Each entry below should be output exactly, apart from its images.

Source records
####################

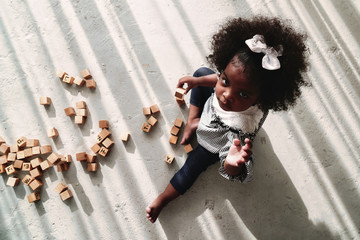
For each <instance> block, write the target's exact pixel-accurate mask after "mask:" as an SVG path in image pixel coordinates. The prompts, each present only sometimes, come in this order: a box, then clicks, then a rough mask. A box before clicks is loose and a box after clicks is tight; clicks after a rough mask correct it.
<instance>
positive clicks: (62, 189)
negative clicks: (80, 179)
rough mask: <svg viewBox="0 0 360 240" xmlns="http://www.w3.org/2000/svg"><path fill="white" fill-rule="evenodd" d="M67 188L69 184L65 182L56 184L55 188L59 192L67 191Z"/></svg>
mask: <svg viewBox="0 0 360 240" xmlns="http://www.w3.org/2000/svg"><path fill="white" fill-rule="evenodd" d="M66 189H67V186H66V185H65V184H63V183H59V184H58V185H56V187H55V188H54V190H55V192H57V193H58V194H60V193H62V192H63V191H65V190H66Z"/></svg>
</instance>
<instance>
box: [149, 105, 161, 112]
mask: <svg viewBox="0 0 360 240" xmlns="http://www.w3.org/2000/svg"><path fill="white" fill-rule="evenodd" d="M150 110H151V112H152V113H153V114H155V113H158V112H160V109H159V106H158V105H157V104H155V105H152V106H151V107H150Z"/></svg>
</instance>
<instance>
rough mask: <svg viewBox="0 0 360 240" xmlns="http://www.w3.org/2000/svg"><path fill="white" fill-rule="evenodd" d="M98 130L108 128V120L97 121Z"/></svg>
mask: <svg viewBox="0 0 360 240" xmlns="http://www.w3.org/2000/svg"><path fill="white" fill-rule="evenodd" d="M99 128H107V129H108V128H109V121H108V120H100V121H99Z"/></svg>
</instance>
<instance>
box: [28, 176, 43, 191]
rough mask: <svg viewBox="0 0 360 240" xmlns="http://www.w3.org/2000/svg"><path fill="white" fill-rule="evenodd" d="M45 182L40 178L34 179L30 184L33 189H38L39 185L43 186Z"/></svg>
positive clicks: (30, 187) (29, 186)
mask: <svg viewBox="0 0 360 240" xmlns="http://www.w3.org/2000/svg"><path fill="white" fill-rule="evenodd" d="M42 185H43V184H42V182H41V181H40V180H38V179H34V180H33V181H31V182H30V184H29V187H30V188H31V189H32V190H36V189H38V188H39V187H41V186H42Z"/></svg>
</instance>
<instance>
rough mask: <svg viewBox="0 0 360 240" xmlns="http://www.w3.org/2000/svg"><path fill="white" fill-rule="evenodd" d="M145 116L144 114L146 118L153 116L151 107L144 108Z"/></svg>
mask: <svg viewBox="0 0 360 240" xmlns="http://www.w3.org/2000/svg"><path fill="white" fill-rule="evenodd" d="M143 114H144V115H145V116H149V115H151V109H150V107H143Z"/></svg>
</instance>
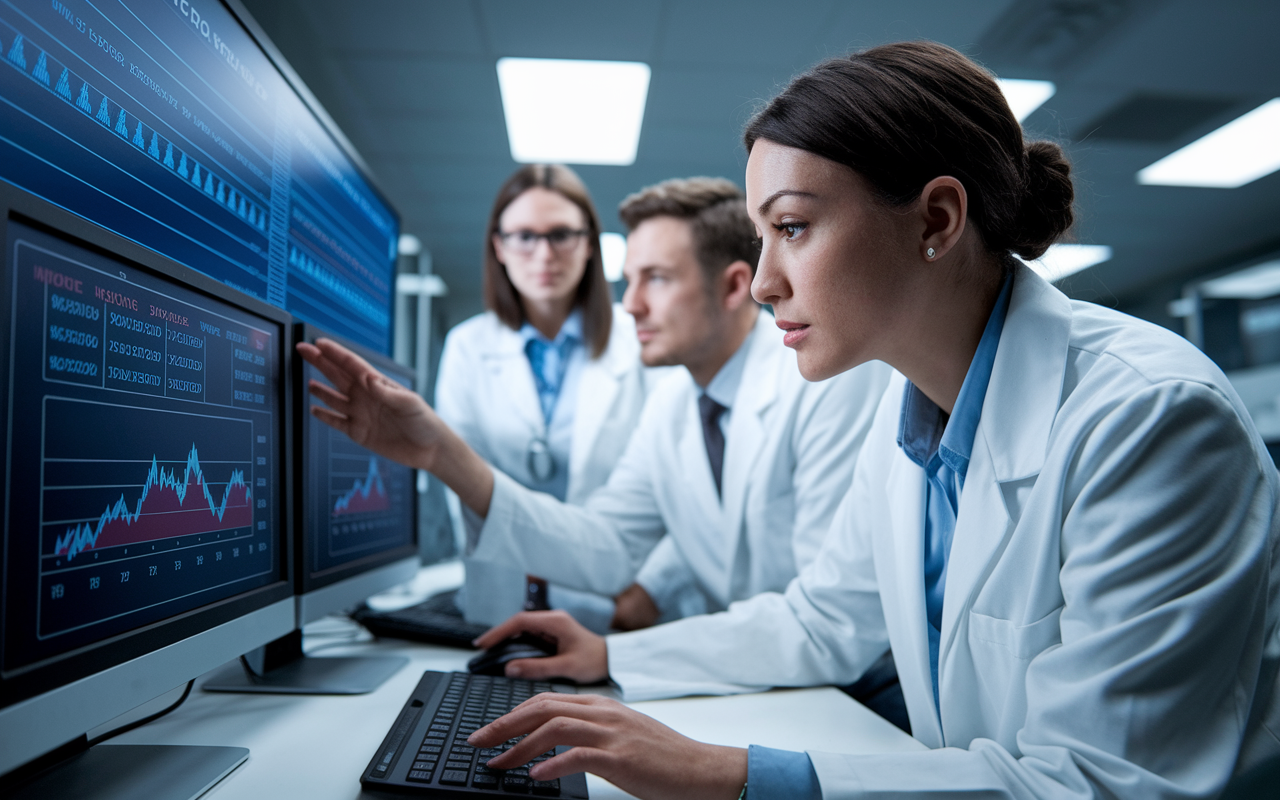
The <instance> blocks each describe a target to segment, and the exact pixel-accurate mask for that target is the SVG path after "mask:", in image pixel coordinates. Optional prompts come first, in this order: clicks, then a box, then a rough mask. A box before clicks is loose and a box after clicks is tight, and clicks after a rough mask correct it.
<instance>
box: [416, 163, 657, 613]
mask: <svg viewBox="0 0 1280 800" xmlns="http://www.w3.org/2000/svg"><path fill="white" fill-rule="evenodd" d="M483 269H484V301H485V306H486V308H488V311H485V312H484V314H481V315H479V316H475V317H472V319H470V320H467V321H465V323H462V324H461V325H458V326H456V328H454V329H453V330H451V332H449V335H448V337H447V338H445V340H444V352H443V355H442V357H440V370H439V376H438V380H436V389H435V410H436V412H438V413H439V415H440V417H442V419H443V420H444V421H445V422H447V424H448V425H449V426H451V428H452V429H453V430H454V431H457V433H458V434H460V435H461V436H462V438H463V439H465V440H466V442H467V443H468V444H470V445H471V447H472V448H474V449H475V451H476V452H477V453H479V454H480V456H481V457H483V458H484V460H485V461H488V462H489V463H492V465H493V466H494V467H495V468H498V470H502V471H503V472H504V474H507V475H509V476H511V477H513V479H515V480H516V481H518V483H521V484H524V485H525V486H529V488H530V489H535V490H538V492H545V493H548V494H552V495H554V497H556V498H558V499H561V500H566V502H568V503H573V504H580V503H582V502H584V500H585V499H586V497H588V495H589V494H590V493H591V492H593V490H594V489H596V488H598V486H600V485H603V484H604V483H605V480H607V479H608V476H609V472H611V471H612V470H613V466H614V463H616V462H617V460H618V458H620V457H621V454H622V451H623V448H625V447H626V443H627V439H628V436H630V434H631V430H632V428H635V422H636V420H637V419H639V416H640V408H641V406H643V404H644V397H645V389H646V372H645V370H644V367H643V366H641V364H640V348H639V343H637V340H636V337H635V325H634V323H632V320H631V317H630V315H627V314H626V312H623V311H622V310H621V306H614V305H613V302H612V296H611V292H609V285H608V283H607V282H605V278H604V268H603V262H602V256H600V223H599V216H598V215H596V211H595V206H594V205H593V202H591V197H590V195H589V193H588V189H586V186H585V184H584V183H582V180H581V179H580V178H579V177H577V174H575V173H573V172H572V170H571V169H568V168H567V166H559V165H547V164H530V165H526V166H522V168H520V169H518V170H516V173H515V174H512V175H511V177H509V178H508V179H507V180H506V183H503V184H502V187H500V188H499V189H498V196H497V198H495V200H494V204H493V210H492V211H490V214H489V227H488V229H486V236H485V246H484V268H483ZM649 381H650V383H652V376H650V378H649ZM460 512H461V518H462V524H463V527H465V529H466V530H467V540H468V545H470V544H471V543H474V539H475V535H476V534H477V531H479V530H480V525H481V521H480V520H477V518H476V517H475V515H474V513H471V512H470V509H467V508H465V507H462V508H461V509H460ZM468 549H470V547H468ZM529 586H530V589H534V588H540V589H545V585H543V584H540V582H536V581H535V582H532V584H529ZM525 593H526V579H525V575H524V573H520V572H515V571H512V570H508V568H504V567H499V566H495V564H489V563H477V562H468V563H467V582H466V590H465V599H463V602H465V603H466V607H467V616H468V618H471V620H477V621H481V622H498V621H500V620H504V618H506V617H507V616H509V614H511V613H515V612H516V611H518V609H520V608H521V605H522V603H524V600H525ZM553 595H554V596H553V599H556V600H557V605H558V607H568V608H570V609H571V611H573V612H575V616H577V617H579V618H580V620H584V621H586V622H589V623H590V625H591V627H595V628H599V630H604V628H607V627H608V622H609V618H611V616H612V613H613V611H612V604H611V603H609V602H608V600H605V599H604V598H594V596H591V595H581V594H579V593H570V591H568V590H563V589H559V590H553ZM541 599H543V600H545V599H547V598H545V596H544V598H541Z"/></svg>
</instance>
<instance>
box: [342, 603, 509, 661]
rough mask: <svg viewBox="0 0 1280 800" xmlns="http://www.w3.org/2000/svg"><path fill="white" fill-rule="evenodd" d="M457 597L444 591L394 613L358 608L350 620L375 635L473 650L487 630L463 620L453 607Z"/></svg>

####################

■ **OUTPUT FOR THIS TASK**:
For each <instance> block, write the target's exact pixel-accurate mask after "mask:" as an SVG path in image pixel coordinates. The prompts, each present only sometimes, come in this order: a box, then clicks, then a rough mask. A box before clicks is loose and a box after clicks is tight; clicks after a rough mask correct it.
<instance>
positive clicks: (62, 189)
negative clicks: (80, 179)
rough mask: <svg viewBox="0 0 360 240" xmlns="http://www.w3.org/2000/svg"><path fill="white" fill-rule="evenodd" d="M67 188L69 184L65 182L56 184L55 188L59 192L67 191Z"/></svg>
mask: <svg viewBox="0 0 360 240" xmlns="http://www.w3.org/2000/svg"><path fill="white" fill-rule="evenodd" d="M66 189H67V186H66V185H65V184H63V183H59V184H58V185H56V187H55V188H54V190H55V192H57V193H58V194H60V193H62V192H63V191H65V190H66Z"/></svg>
</instance>
<instance>
box: [149, 105, 161, 112]
mask: <svg viewBox="0 0 360 240" xmlns="http://www.w3.org/2000/svg"><path fill="white" fill-rule="evenodd" d="M150 110H151V112H152V113H153V114H155V113H158V112H160V109H159V106H158V105H157V104H155V105H152V106H151V107H150Z"/></svg>
</instance>
<instance>
rough mask: <svg viewBox="0 0 360 240" xmlns="http://www.w3.org/2000/svg"><path fill="white" fill-rule="evenodd" d="M98 130L108 128V120L97 121Z"/></svg>
mask: <svg viewBox="0 0 360 240" xmlns="http://www.w3.org/2000/svg"><path fill="white" fill-rule="evenodd" d="M99 128H107V129H108V128H109V121H108V120H100V121H99Z"/></svg>
</instance>
<instance>
box: [28, 176, 43, 191]
rough mask: <svg viewBox="0 0 360 240" xmlns="http://www.w3.org/2000/svg"><path fill="white" fill-rule="evenodd" d="M45 182L40 178L34 179L30 184L33 189H38L39 185L43 186Z"/></svg>
positive clicks: (30, 187) (29, 186)
mask: <svg viewBox="0 0 360 240" xmlns="http://www.w3.org/2000/svg"><path fill="white" fill-rule="evenodd" d="M42 185H43V184H42V182H41V181H40V180H38V179H34V180H33V181H31V182H30V184H29V187H30V188H31V189H32V190H36V189H38V188H39V187H41V186H42Z"/></svg>
</instance>
<instance>
rough mask: <svg viewBox="0 0 360 240" xmlns="http://www.w3.org/2000/svg"><path fill="white" fill-rule="evenodd" d="M145 116L144 114L146 118L153 116L151 107L144 108Z"/></svg>
mask: <svg viewBox="0 0 360 240" xmlns="http://www.w3.org/2000/svg"><path fill="white" fill-rule="evenodd" d="M143 114H144V115H145V116H149V115H151V109H150V107H143Z"/></svg>
</instance>
The <instance> blocks each describe a target to segment, and the exact pixel-accurate mask for that target is the SVG path after "mask:", in image pixel coordinates. Optional prompts come first, in this order: clicks, then a box, then a rough mask. A box before clicks is loose and a box after clicks is tight, and clicks after a rough mask correct it.
<instance>
box: [416, 163, 657, 613]
mask: <svg viewBox="0 0 1280 800" xmlns="http://www.w3.org/2000/svg"><path fill="white" fill-rule="evenodd" d="M483 269H484V301H485V306H486V308H488V311H485V312H484V314H481V315H479V316H475V317H472V319H470V320H467V321H465V323H462V324H461V325H458V326H456V328H454V329H453V330H451V332H449V335H448V337H447V338H445V340H444V352H443V355H442V357H440V370H439V376H438V380H436V389H435V410H436V412H438V413H439V415H440V417H442V419H443V420H444V421H445V422H447V424H448V425H449V426H451V428H452V429H453V430H454V431H457V433H458V434H460V435H461V436H462V438H463V439H465V440H466V442H467V443H468V444H470V445H471V447H472V448H474V449H475V451H476V452H477V453H479V454H480V456H481V457H483V458H484V460H485V461H488V462H489V463H492V465H493V466H494V467H495V468H498V470H502V471H503V472H504V474H507V475H509V476H511V477H513V479H515V480H516V481H518V483H521V484H524V485H525V486H529V488H530V489H535V490H538V492H545V493H548V494H552V495H554V497H556V498H558V499H561V500H566V502H568V503H573V504H580V503H582V502H584V500H585V499H586V497H588V495H589V494H590V493H591V492H593V490H594V489H596V488H598V486H600V485H603V484H604V483H605V480H607V479H608V476H609V472H611V471H612V470H613V466H614V463H616V462H617V460H618V458H620V457H621V454H622V451H623V448H625V447H626V443H627V439H628V436H630V434H631V430H632V428H635V422H636V420H637V419H639V416H640V408H641V406H643V404H644V397H645V389H646V372H645V370H644V367H643V366H641V364H640V348H639V343H637V340H636V337H635V325H634V323H632V320H631V317H630V315H627V314H626V312H623V311H622V310H621V306H614V305H613V302H612V296H611V292H609V285H608V283H607V282H605V278H604V268H603V262H602V256H600V223H599V216H598V215H596V211H595V206H594V205H593V202H591V197H590V195H589V193H588V189H586V186H585V184H584V183H582V180H581V179H580V178H579V177H577V174H575V173H573V172H572V170H571V169H568V168H567V166H559V165H547V164H530V165H526V166H522V168H520V169H518V170H516V173H515V174H512V175H511V177H509V178H508V179H507V180H506V183H503V184H502V187H500V188H499V189H498V196H497V198H495V200H494V204H493V210H492V211H490V214H489V227H488V229H486V236H485V246H484V268H483ZM649 381H650V383H652V376H650V378H649ZM460 512H461V518H462V524H463V527H465V529H466V530H467V540H468V545H470V544H471V543H474V539H475V535H476V534H477V531H479V530H480V525H481V521H480V520H477V518H476V517H475V515H474V513H471V512H470V509H467V508H465V507H462V508H461V509H460ZM468 549H470V547H468ZM529 586H530V589H534V588H540V589H545V585H543V584H540V582H536V581H535V582H532V584H529ZM525 593H526V579H525V575H524V573H520V572H515V571H512V570H508V568H504V567H499V566H495V564H489V563H477V562H468V563H467V582H466V590H465V599H463V602H465V603H466V607H467V616H468V618H471V620H477V621H481V622H498V621H500V620H504V618H506V617H507V616H509V614H511V613H515V612H516V611H518V609H520V608H521V605H522V603H524V600H525ZM553 595H554V596H553V599H556V600H557V605H558V607H568V608H570V609H571V611H573V612H575V616H577V617H579V618H580V620H584V621H586V622H589V623H590V625H591V627H595V628H599V630H604V628H607V627H608V622H609V618H611V616H612V613H613V611H612V604H611V603H609V602H608V600H605V599H604V598H594V596H591V595H581V594H579V593H570V591H568V590H563V589H559V590H553ZM541 599H543V600H545V599H547V598H545V596H544V598H541Z"/></svg>
</instance>
<instance>
box: [342, 603, 509, 661]
rough mask: <svg viewBox="0 0 1280 800" xmlns="http://www.w3.org/2000/svg"><path fill="white" fill-rule="evenodd" d="M457 597L444 591L394 613L358 608L350 620L375 635L473 650L487 630L463 620L453 607Z"/></svg>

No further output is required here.